Stored data entries

==*==

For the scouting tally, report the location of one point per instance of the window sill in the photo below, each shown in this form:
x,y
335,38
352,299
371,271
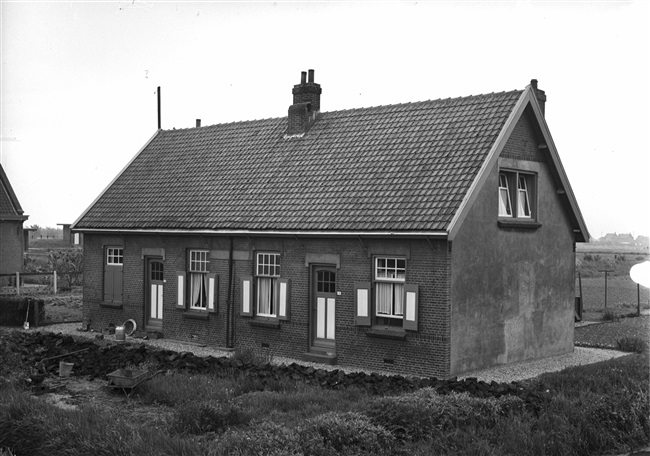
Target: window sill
x,y
195,315
383,332
111,305
264,322
519,224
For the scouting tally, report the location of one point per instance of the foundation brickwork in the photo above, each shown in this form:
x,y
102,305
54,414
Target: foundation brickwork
x,y
425,352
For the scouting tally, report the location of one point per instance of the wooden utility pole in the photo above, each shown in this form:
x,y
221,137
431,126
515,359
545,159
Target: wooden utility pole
x,y
606,271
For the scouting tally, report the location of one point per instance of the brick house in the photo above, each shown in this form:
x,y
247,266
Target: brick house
x,y
12,238
428,238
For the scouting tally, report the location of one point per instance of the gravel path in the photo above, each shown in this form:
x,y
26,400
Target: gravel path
x,y
512,372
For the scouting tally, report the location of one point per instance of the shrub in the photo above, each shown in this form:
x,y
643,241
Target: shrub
x,y
609,315
30,426
181,388
258,438
425,414
631,344
68,264
345,433
207,416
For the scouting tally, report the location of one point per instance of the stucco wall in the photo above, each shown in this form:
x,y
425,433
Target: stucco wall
x,y
513,288
425,352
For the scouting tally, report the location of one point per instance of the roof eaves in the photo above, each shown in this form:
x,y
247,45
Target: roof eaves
x,y
10,192
564,180
114,179
488,163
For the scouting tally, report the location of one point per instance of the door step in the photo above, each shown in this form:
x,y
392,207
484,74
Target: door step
x,y
319,357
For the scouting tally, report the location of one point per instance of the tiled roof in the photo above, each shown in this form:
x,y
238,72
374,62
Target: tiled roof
x,y
400,168
9,205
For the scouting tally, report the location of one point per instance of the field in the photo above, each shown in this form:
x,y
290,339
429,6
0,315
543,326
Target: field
x,y
622,297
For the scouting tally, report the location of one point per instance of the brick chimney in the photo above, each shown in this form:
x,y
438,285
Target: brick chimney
x,y
541,96
306,104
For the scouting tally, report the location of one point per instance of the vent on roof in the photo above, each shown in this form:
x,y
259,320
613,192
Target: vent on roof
x,y
306,104
541,95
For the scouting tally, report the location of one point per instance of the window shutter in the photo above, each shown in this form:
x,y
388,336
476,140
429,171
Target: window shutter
x,y
411,310
213,290
108,282
362,304
247,296
117,283
180,290
284,299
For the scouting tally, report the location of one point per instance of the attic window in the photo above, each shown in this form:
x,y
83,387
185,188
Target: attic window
x,y
517,195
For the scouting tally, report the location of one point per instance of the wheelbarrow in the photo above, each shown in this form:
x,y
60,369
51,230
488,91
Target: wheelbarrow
x,y
128,379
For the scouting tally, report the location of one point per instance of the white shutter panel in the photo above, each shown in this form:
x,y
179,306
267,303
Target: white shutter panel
x,y
247,296
411,307
213,287
284,299
180,290
362,306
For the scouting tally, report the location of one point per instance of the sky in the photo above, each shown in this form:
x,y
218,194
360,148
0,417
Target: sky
x,y
79,79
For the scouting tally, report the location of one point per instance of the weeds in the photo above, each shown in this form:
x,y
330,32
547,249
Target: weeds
x,y
631,344
609,315
594,409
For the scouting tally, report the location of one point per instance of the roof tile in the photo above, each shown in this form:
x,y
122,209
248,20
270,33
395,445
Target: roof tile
x,y
398,167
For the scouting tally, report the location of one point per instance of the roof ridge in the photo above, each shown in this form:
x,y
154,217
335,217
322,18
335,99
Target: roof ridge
x,y
362,108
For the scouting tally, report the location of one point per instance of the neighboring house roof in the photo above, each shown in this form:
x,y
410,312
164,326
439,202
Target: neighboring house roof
x,y
399,169
9,206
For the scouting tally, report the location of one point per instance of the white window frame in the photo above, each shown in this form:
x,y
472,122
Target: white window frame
x,y
115,256
518,198
267,275
505,202
523,197
392,274
197,272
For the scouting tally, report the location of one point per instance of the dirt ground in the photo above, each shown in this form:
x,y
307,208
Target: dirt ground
x,y
72,392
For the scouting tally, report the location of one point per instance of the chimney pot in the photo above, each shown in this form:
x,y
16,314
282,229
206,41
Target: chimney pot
x,y
306,104
540,95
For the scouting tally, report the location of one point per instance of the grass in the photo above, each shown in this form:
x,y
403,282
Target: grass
x,y
583,410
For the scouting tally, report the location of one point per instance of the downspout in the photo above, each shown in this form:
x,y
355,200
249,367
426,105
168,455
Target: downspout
x,y
230,328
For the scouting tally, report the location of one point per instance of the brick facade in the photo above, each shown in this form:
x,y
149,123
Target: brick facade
x,y
424,352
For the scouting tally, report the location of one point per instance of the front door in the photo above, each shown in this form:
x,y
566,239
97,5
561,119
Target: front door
x,y
323,309
154,299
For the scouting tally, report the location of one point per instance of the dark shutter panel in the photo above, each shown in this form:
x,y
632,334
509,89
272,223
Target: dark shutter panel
x,y
117,283
362,305
284,299
180,289
411,299
247,296
213,292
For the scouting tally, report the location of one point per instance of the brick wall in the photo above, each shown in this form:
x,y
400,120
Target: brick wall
x,y
11,248
425,352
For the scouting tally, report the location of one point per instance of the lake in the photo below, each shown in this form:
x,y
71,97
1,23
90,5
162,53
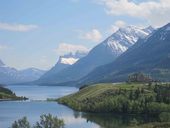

==*==

▸ TRY IT:
Using the records above, copy all lines that include the word "below".

▸ OUTPUT FOR THIS TASK:
For the scouting tally, report the location of one point per instance of the window sill in the photo below, each shown in this form:
For the scouting tally, report the location of one point per instance of the lake in the photo below, each shown in this form:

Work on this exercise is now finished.